## PROBLEM REQUIREMENTS
Give back every one of the items below word for word, with each line unchanged.

## GIVEN DATA
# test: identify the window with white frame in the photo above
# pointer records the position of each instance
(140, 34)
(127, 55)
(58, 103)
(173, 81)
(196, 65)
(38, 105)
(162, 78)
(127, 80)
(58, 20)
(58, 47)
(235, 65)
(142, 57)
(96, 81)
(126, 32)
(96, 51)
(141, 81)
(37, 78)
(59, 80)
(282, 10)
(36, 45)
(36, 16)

## ANSWER FOR THE TASK
# test: identify the window with white frame in the photo above
# pointer records the position of each instance
(140, 34)
(127, 55)
(58, 103)
(173, 81)
(196, 65)
(38, 105)
(162, 78)
(127, 80)
(58, 20)
(58, 47)
(235, 65)
(142, 57)
(96, 81)
(126, 32)
(96, 51)
(141, 81)
(37, 78)
(59, 80)
(282, 10)
(36, 45)
(36, 16)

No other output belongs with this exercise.